**Task goal**
Word for word, transcribe the lines from the one containing "Provide one point per instance of the yellow campaign" through the end of the entries, both included, and nothing else.

Records below:

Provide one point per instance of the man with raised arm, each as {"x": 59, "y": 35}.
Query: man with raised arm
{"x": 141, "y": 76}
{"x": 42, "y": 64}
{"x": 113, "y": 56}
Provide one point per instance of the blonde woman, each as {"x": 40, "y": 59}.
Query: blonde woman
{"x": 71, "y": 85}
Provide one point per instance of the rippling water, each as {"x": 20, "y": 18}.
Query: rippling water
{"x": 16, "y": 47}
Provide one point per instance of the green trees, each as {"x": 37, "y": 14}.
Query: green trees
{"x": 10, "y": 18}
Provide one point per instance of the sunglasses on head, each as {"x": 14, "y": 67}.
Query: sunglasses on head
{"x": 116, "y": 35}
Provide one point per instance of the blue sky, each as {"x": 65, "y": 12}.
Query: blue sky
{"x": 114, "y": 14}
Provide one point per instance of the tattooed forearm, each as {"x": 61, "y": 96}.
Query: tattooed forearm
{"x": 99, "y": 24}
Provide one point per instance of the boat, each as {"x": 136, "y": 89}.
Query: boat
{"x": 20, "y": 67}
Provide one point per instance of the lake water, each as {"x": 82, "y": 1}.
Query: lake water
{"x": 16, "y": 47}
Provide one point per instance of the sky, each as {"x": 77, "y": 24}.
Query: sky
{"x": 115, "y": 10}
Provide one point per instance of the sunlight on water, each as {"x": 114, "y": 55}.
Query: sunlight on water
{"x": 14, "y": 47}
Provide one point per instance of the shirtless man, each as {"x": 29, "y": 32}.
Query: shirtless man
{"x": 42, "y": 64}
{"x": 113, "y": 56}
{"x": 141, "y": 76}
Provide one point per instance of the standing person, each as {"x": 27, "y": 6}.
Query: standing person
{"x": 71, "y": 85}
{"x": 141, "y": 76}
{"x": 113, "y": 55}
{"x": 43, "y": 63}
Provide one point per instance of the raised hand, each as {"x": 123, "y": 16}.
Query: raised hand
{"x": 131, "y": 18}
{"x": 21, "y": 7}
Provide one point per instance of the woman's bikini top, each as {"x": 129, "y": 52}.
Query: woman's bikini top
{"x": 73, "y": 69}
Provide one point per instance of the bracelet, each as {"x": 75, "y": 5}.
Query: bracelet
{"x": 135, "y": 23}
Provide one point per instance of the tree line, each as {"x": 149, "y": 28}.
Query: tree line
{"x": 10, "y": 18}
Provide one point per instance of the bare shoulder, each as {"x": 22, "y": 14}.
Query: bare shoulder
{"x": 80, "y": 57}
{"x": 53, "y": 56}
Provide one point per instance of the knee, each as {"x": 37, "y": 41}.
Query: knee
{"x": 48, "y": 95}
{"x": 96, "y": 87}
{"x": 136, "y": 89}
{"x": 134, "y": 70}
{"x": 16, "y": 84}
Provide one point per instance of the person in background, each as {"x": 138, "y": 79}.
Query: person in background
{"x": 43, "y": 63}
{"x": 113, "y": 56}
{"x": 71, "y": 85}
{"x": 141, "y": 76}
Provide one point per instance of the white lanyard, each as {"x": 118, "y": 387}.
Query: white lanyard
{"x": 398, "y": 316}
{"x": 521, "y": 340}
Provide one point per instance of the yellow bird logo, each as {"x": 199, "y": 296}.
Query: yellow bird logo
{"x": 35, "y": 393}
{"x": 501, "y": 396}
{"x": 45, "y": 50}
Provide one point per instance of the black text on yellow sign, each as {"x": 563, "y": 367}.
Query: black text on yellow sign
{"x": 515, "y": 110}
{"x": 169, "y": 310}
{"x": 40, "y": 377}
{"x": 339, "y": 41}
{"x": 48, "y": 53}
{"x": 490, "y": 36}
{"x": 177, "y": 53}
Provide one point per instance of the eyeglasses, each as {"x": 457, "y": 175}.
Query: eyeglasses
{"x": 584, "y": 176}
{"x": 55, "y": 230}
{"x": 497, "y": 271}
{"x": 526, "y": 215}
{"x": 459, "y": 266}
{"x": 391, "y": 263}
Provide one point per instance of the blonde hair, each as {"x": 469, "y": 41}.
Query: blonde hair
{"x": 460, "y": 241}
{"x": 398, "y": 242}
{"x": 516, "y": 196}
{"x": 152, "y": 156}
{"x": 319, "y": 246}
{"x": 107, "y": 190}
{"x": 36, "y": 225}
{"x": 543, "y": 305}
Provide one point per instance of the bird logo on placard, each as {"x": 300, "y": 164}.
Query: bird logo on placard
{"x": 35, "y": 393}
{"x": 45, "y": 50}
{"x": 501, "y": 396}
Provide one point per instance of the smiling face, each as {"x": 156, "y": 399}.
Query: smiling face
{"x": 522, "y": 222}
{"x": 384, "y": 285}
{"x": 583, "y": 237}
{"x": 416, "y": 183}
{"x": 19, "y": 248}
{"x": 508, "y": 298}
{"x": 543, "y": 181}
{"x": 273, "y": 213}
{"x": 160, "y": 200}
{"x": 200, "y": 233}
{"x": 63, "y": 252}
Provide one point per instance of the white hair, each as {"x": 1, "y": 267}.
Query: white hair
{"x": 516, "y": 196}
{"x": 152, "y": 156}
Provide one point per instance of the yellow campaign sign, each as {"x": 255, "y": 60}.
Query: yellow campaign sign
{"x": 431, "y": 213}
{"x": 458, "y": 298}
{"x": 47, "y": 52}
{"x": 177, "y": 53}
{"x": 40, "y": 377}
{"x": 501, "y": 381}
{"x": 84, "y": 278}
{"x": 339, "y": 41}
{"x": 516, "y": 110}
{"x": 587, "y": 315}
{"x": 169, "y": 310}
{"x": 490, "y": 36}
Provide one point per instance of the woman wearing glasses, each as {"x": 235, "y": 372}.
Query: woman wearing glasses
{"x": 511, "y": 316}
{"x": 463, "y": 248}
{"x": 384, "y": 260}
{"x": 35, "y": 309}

End of Records.

**Task result**
Provide one point per instance of the yellow campaign sign, each as {"x": 255, "y": 60}.
Query: yellow campaign sign
{"x": 431, "y": 213}
{"x": 458, "y": 298}
{"x": 47, "y": 52}
{"x": 177, "y": 53}
{"x": 40, "y": 377}
{"x": 501, "y": 381}
{"x": 84, "y": 278}
{"x": 339, "y": 41}
{"x": 516, "y": 110}
{"x": 587, "y": 315}
{"x": 169, "y": 310}
{"x": 490, "y": 36}
Provide one point per instance of the woman wearing glasses, each as {"x": 235, "y": 372}.
Query: woman wearing glasses
{"x": 511, "y": 316}
{"x": 463, "y": 248}
{"x": 384, "y": 260}
{"x": 35, "y": 309}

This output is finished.